> _Testo estratto_:
* * *
PRESIDENTE. Do ora la parola al professor Paolo Ridola dell'Università "La Sapienza" di Roma.

PAOLO RIDOLA (Università "La Sapienza" di Roma). La ringrazio, signor Presidente, anche per l'invito a contribuire a questo incontro con un intervento che cercherò di mantenere nei limiti del tempo assegnato. Affronterò essenzialmente l'argomento dei procedimenti parlamentari per il "seguito" delle sentenze della Corte costituzionale: procedure che hanno avuto - ciò è noto ed è stato più volte rilevato - un risalto complessivamente modesto, nella prassi parlamentare (ormai trentennale) ma che mi sembrano ugualmente ricche di potenzialità non trascurabili come strumento di raccordo interistituzionale tra il potere legislativo e la giustizia costituzionale.
Debbo anche affermare che su questo terreno la ricerca comparatistica da me condotta non ha portato a risultati di particolare interesse; tuttavia tale ricerca ha fatto emergere la novità delle procedure per il "seguito", previste dai nostri regolamenti parlamentari, una novità che si inquadra nelle peculiarità del modello italiano di giustizia costituzionale, che è un sistema largamente influenzato dal modello kelseniano, sia pure rivisitato e rielaborato con tratti originali.
* * *
> _Cosa si chiede_:
- A) Secondo l'intervento di Ridola, da quale modello è largamente influenzato il sistema italiano di giustizia costituzionale?
- B) Riprendi l'intervento di Ridola sul "seguito" delle sentenze della Corte costituzionale, proseguendo dopo l'ultima frase riportata.
* * *
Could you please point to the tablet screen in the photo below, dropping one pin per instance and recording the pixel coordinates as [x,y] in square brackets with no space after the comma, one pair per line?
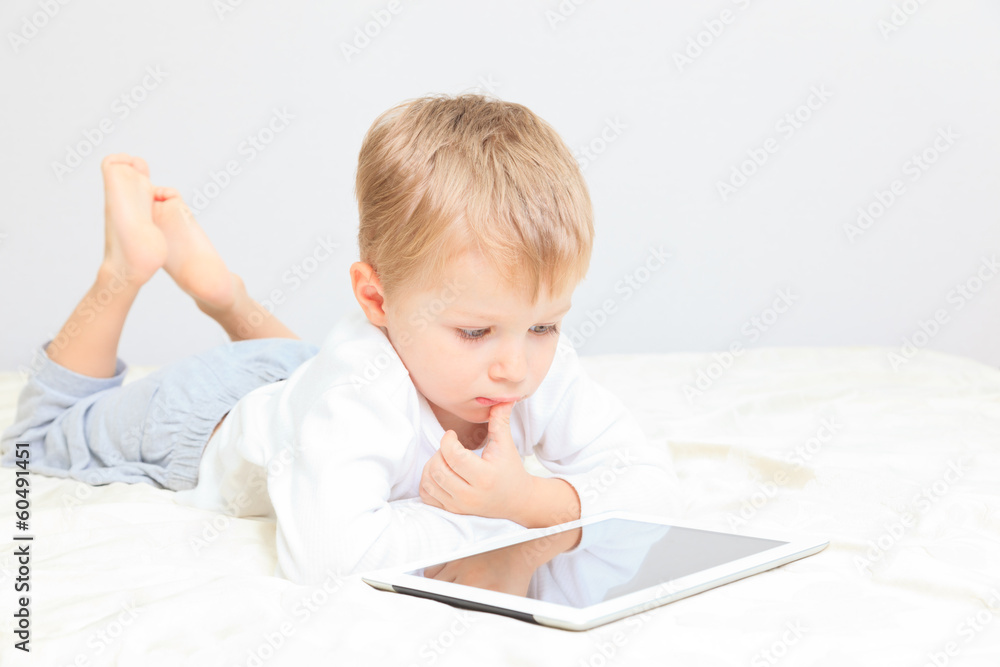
[616,557]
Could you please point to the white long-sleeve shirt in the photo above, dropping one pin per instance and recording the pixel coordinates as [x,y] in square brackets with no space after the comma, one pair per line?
[335,455]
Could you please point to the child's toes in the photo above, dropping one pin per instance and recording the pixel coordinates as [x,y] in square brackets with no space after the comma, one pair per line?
[162,193]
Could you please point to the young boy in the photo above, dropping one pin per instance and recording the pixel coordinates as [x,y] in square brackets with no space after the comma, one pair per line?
[402,436]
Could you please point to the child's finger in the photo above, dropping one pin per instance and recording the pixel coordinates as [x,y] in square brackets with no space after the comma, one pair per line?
[463,463]
[499,437]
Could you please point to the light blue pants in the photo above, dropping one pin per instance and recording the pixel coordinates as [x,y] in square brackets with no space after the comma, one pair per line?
[152,430]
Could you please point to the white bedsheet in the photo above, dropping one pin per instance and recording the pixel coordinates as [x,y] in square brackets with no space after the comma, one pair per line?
[899,469]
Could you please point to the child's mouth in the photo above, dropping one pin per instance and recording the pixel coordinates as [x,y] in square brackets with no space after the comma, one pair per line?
[490,401]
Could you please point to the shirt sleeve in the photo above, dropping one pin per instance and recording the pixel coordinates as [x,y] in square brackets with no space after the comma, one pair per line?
[593,442]
[330,490]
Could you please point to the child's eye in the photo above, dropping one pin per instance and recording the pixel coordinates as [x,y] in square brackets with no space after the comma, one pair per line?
[549,329]
[479,334]
[471,334]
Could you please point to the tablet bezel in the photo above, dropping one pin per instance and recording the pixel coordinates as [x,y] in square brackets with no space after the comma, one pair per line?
[584,618]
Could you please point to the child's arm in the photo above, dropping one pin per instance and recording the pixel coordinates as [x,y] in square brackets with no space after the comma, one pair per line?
[330,495]
[591,441]
[496,484]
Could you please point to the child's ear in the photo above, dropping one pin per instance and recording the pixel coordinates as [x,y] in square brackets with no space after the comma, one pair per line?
[368,292]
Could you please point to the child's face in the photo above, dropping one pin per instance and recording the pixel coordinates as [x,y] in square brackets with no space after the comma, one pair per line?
[512,347]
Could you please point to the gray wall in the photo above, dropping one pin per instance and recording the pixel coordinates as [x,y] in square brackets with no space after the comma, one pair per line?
[885,87]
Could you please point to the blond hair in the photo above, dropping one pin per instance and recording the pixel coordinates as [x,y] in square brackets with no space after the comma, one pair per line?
[441,175]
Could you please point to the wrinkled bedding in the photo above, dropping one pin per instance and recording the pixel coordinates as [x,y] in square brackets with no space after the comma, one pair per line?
[898,467]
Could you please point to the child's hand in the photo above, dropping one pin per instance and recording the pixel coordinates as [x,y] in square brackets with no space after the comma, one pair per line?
[497,485]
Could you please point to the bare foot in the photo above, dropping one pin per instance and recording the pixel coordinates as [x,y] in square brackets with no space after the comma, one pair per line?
[192,260]
[134,248]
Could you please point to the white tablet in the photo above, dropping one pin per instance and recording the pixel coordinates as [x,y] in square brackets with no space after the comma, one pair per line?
[624,563]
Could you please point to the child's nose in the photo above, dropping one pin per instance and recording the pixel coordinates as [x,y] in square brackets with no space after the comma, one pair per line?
[511,364]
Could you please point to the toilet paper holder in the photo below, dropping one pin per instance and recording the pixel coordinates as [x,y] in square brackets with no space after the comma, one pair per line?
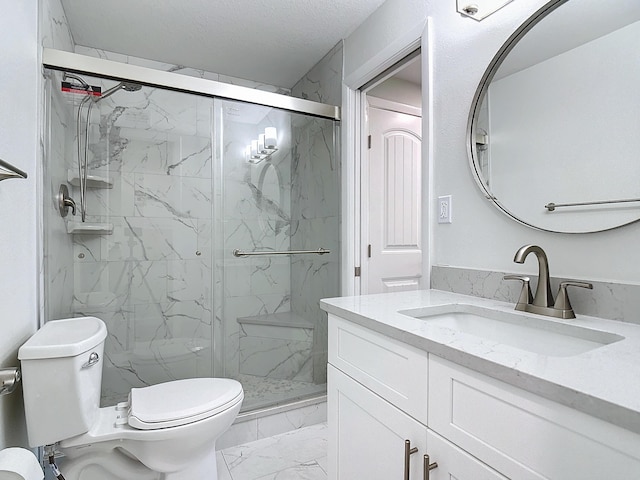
[9,379]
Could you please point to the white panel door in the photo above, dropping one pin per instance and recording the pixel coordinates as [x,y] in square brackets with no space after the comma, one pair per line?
[367,434]
[394,258]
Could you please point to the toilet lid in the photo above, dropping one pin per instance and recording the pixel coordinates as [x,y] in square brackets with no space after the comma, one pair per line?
[180,402]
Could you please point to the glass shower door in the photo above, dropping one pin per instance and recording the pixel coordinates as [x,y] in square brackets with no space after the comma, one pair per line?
[274,201]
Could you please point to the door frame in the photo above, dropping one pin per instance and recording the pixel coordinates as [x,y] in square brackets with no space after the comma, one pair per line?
[354,136]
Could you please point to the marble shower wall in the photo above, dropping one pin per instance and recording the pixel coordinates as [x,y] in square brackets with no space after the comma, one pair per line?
[176,218]
[151,279]
[315,200]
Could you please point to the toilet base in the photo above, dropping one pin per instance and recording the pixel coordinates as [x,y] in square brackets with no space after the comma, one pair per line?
[205,468]
[116,465]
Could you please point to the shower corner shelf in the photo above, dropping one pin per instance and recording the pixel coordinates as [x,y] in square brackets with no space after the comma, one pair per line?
[93,181]
[89,228]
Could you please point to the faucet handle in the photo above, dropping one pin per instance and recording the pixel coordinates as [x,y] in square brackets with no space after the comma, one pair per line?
[563,303]
[525,294]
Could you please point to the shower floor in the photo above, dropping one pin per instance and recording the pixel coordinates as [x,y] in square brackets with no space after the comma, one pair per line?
[260,392]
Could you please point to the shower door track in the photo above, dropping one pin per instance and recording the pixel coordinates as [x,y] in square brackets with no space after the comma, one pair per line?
[73,62]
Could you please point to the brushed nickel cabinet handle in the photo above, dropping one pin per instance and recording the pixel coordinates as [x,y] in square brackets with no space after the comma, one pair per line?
[428,466]
[408,451]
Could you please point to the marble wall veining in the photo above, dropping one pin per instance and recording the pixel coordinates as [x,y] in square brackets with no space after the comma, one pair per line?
[316,203]
[181,198]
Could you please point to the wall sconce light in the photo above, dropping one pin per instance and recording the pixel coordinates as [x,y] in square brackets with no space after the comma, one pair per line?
[479,9]
[264,147]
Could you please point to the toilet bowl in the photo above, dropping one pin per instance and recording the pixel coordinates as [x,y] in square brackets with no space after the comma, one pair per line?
[164,432]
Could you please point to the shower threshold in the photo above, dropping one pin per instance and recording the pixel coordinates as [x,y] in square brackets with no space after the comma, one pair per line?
[263,392]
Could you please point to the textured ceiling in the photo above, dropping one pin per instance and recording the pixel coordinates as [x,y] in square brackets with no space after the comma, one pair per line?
[270,41]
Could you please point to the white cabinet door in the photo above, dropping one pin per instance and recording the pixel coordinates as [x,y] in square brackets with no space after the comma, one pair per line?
[522,435]
[454,463]
[367,434]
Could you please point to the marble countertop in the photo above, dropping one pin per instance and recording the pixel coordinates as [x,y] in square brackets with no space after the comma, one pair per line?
[603,382]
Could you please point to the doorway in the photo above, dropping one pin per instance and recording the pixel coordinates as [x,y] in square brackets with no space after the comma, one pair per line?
[391,247]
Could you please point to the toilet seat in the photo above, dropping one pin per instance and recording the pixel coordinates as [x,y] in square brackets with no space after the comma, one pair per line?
[180,402]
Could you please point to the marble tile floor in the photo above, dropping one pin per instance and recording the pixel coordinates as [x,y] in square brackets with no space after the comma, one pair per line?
[297,455]
[260,392]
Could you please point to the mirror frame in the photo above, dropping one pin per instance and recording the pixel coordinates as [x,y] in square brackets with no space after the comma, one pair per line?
[476,103]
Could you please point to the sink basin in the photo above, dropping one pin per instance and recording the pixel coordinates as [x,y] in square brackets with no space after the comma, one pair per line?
[532,333]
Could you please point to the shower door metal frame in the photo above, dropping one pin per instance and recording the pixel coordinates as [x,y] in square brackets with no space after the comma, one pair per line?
[76,63]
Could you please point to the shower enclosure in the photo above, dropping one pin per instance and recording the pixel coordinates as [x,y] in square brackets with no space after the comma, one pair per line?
[186,247]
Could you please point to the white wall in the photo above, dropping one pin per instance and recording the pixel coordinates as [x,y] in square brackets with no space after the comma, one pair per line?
[400,91]
[385,32]
[19,101]
[481,237]
[564,136]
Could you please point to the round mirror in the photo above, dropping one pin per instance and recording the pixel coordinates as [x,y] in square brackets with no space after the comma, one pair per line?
[554,129]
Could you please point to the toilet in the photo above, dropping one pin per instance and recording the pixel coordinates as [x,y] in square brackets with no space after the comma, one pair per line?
[163,432]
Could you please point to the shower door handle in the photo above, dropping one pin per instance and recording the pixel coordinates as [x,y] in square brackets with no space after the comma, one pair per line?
[65,201]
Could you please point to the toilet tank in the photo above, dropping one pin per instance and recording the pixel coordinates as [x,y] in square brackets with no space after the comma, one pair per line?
[61,378]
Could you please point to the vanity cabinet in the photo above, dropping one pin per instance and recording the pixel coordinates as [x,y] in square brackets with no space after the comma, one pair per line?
[382,392]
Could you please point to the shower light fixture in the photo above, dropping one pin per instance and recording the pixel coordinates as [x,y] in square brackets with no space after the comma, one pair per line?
[264,147]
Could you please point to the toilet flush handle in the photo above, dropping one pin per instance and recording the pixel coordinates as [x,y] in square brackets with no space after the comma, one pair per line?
[93,359]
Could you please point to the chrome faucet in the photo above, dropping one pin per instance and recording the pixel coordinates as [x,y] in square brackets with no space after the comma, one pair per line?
[542,303]
[543,296]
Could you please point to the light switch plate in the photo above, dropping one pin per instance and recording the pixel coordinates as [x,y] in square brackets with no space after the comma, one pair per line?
[444,209]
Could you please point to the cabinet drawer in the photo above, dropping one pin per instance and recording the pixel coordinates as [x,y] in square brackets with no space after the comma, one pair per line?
[454,463]
[522,435]
[392,369]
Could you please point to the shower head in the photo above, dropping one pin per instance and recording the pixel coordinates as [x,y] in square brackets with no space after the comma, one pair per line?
[127,86]
[131,87]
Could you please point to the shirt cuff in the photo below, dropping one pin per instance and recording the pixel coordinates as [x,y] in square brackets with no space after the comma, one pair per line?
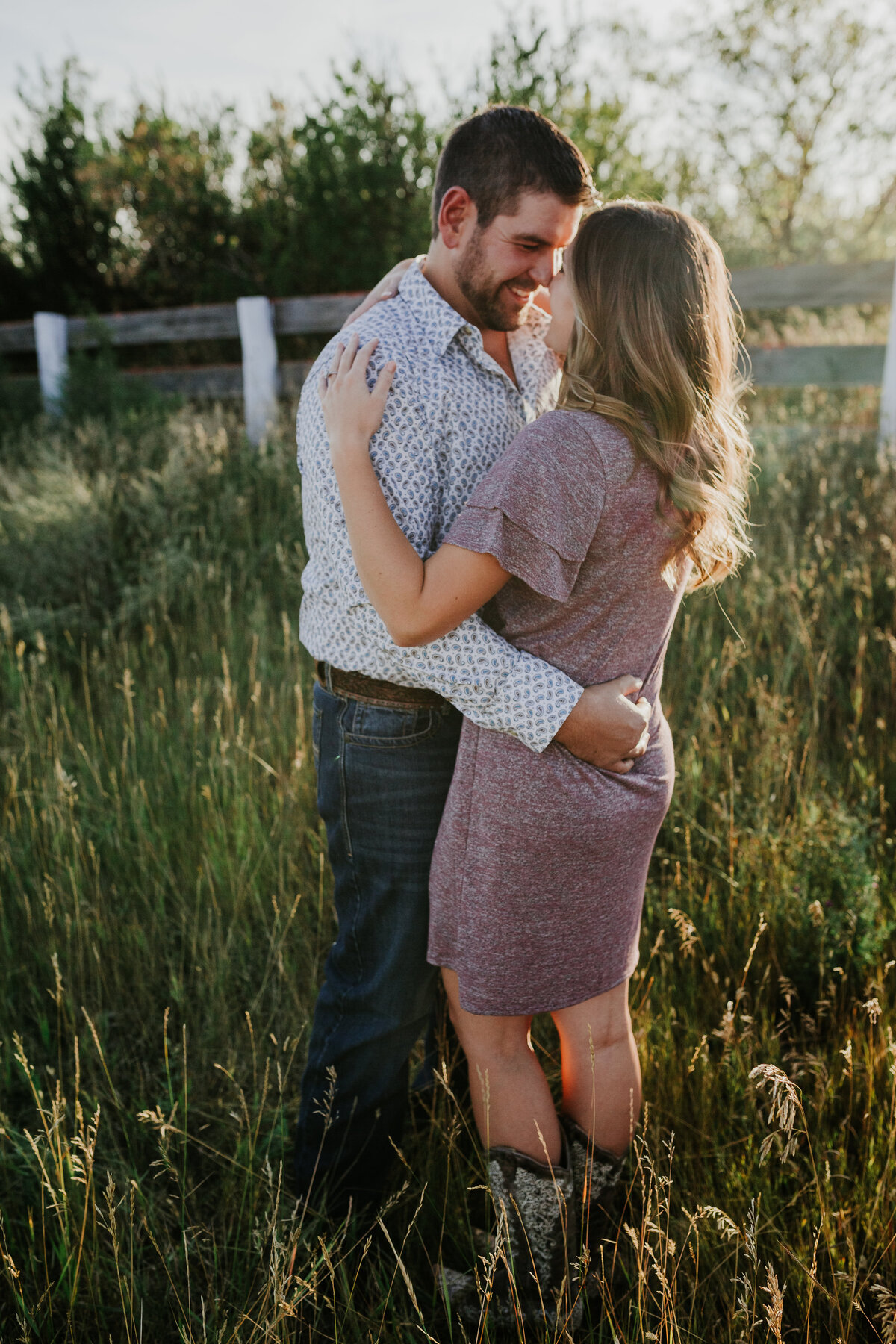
[534,702]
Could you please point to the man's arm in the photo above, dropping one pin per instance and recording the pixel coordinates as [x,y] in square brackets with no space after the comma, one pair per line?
[488,679]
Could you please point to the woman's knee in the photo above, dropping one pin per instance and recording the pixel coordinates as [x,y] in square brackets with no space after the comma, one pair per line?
[598,1024]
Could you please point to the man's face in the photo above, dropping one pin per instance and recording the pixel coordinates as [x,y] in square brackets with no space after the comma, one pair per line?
[501,267]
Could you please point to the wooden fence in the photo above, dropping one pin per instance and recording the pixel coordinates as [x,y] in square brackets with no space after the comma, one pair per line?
[262,378]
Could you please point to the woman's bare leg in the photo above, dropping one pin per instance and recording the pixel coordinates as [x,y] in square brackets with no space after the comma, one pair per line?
[601,1068]
[511,1097]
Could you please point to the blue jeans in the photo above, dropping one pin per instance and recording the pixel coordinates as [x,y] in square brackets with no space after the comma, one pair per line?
[383,773]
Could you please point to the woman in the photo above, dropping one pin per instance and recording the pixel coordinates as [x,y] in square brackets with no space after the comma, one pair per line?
[582,542]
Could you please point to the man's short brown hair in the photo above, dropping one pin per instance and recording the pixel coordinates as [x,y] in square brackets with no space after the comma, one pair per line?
[504,151]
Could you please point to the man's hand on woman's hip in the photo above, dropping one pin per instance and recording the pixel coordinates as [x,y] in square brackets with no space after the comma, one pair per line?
[609,727]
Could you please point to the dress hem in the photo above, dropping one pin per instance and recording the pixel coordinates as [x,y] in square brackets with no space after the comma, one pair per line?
[527,1011]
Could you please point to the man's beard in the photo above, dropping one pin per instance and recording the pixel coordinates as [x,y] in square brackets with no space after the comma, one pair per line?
[482,295]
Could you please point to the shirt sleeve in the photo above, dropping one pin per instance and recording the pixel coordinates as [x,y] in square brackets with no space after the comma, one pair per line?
[539,507]
[494,683]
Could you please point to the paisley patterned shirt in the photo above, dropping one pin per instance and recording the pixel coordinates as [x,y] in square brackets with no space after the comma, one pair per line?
[450,414]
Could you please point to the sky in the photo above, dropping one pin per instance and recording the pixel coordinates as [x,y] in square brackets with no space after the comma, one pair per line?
[202,50]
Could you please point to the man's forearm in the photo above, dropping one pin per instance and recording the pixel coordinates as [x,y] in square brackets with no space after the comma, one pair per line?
[489,680]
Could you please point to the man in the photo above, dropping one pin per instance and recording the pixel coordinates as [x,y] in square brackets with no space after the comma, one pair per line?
[472,371]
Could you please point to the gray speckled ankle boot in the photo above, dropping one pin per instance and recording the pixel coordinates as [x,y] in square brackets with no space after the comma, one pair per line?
[595,1174]
[594,1169]
[528,1275]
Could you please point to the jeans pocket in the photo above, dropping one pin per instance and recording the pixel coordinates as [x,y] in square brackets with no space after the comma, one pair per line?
[382,726]
[317,719]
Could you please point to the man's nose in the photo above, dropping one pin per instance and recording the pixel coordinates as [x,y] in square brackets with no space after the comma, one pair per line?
[543,269]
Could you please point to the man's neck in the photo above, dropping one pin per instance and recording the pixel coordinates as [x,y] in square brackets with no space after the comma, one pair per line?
[440,273]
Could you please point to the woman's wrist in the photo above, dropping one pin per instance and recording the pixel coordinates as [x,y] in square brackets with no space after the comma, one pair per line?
[349,443]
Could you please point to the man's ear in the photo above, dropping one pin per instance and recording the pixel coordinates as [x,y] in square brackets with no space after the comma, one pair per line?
[457,217]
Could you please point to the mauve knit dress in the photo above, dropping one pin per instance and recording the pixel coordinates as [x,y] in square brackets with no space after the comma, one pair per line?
[541,863]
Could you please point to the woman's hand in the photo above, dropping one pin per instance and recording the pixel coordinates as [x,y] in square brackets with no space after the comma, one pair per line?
[386,288]
[354,411]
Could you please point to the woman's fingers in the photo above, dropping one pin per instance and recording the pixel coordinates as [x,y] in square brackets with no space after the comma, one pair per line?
[383,383]
[364,358]
[336,361]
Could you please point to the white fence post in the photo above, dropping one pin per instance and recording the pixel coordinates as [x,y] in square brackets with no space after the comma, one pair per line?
[255,322]
[52,340]
[889,385]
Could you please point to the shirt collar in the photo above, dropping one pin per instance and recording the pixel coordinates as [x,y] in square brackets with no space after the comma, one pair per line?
[442,323]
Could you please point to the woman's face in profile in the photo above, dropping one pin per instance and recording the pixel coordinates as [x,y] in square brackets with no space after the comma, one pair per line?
[561,315]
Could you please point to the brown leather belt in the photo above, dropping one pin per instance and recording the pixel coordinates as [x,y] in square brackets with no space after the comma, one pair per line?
[359,687]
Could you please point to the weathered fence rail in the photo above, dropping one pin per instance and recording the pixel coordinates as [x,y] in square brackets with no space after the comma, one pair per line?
[257,322]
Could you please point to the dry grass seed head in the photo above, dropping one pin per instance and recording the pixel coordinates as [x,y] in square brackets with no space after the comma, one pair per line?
[783,1110]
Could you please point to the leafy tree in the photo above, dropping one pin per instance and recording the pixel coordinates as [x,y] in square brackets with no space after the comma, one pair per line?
[524,66]
[66,228]
[786,136]
[166,183]
[335,199]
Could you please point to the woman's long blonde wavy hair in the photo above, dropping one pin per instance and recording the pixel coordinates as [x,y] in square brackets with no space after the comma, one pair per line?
[655,349]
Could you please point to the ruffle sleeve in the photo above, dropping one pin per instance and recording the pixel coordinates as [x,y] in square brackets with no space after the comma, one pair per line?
[538,508]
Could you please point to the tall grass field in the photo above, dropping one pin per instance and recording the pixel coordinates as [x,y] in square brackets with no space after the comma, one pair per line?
[166,913]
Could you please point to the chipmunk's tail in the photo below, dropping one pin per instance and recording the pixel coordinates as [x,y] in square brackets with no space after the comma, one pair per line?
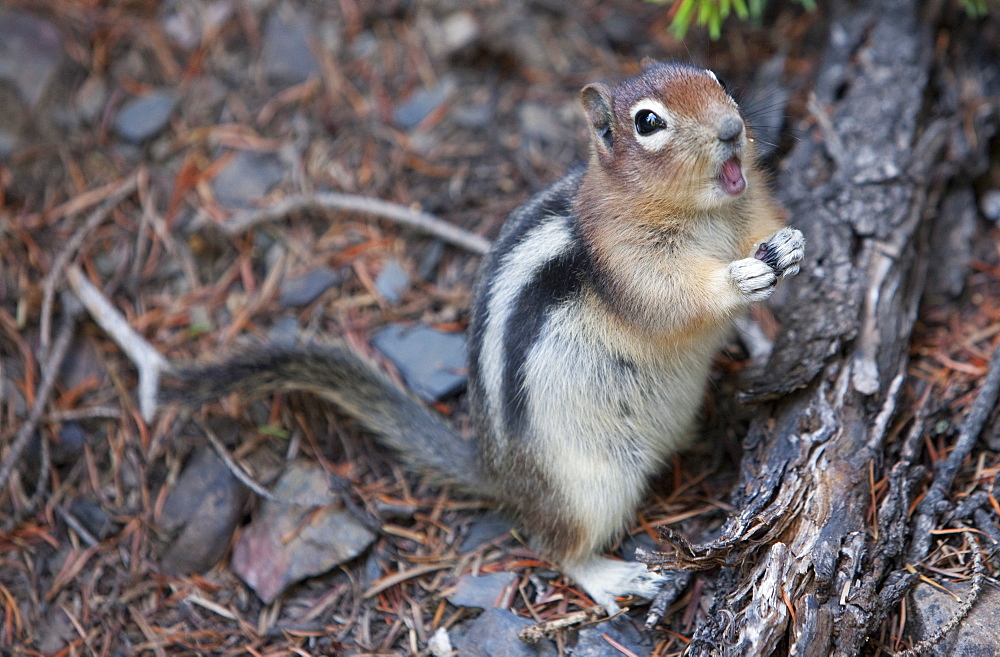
[425,442]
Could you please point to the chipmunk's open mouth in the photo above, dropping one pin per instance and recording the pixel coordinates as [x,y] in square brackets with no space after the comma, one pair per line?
[731,177]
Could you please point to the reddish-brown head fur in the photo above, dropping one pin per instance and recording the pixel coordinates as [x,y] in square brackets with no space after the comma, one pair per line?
[679,164]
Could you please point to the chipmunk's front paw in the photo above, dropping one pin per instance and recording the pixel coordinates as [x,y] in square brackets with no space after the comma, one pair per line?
[783,252]
[754,278]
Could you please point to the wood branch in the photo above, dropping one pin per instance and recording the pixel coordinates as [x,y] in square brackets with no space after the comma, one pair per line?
[803,572]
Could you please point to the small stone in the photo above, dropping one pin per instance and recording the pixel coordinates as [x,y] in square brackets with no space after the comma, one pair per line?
[593,641]
[93,518]
[289,542]
[69,448]
[481,591]
[538,121]
[989,204]
[484,528]
[284,332]
[90,98]
[976,636]
[392,282]
[419,106]
[302,291]
[248,177]
[146,116]
[494,634]
[30,52]
[433,363]
[287,54]
[473,116]
[202,510]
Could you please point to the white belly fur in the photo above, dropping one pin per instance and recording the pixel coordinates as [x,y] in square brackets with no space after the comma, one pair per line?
[608,428]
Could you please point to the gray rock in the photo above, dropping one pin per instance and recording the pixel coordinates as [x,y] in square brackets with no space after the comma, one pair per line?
[494,634]
[289,542]
[286,55]
[93,518]
[301,291]
[392,282]
[977,636]
[484,528]
[248,176]
[990,205]
[30,52]
[433,363]
[144,117]
[69,448]
[201,511]
[538,120]
[591,641]
[419,106]
[454,32]
[284,332]
[480,591]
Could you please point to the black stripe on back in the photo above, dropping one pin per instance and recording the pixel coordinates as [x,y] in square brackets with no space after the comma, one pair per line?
[555,282]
* * *
> _Risposte ai compiti_:
- A) Dal modello kelseniano, sia pure rivisitato e rielaborato con tratti originali.

- B)
Evidentemente, su questo sfondo il nodo dei raccordi con il potere legislativo è un passaggio centrale che offre, comunque, per quanto riguarda l'Italia, una certa difficoltà nella comparazione con altri sistemi di giustizia costituzionale. Non parlo evidentemente della comparazione con il modello francese, che ha collocato il controllo di costituzionalità nell'ambito del procedimento legislativo, sebbene poi questo modello abbia subito, con gli anni, una serie di temperamenti e sviluppi. Difficile è anche la comparazione con il modello tedesco - o con quello spagnolo - che fa emergere le virtualità di un raccordo più dinamico fra la giustizia costituzionale ed il potere legislativo, soprattutto nell'ambito dell'abstrakte Normenkontrrolle.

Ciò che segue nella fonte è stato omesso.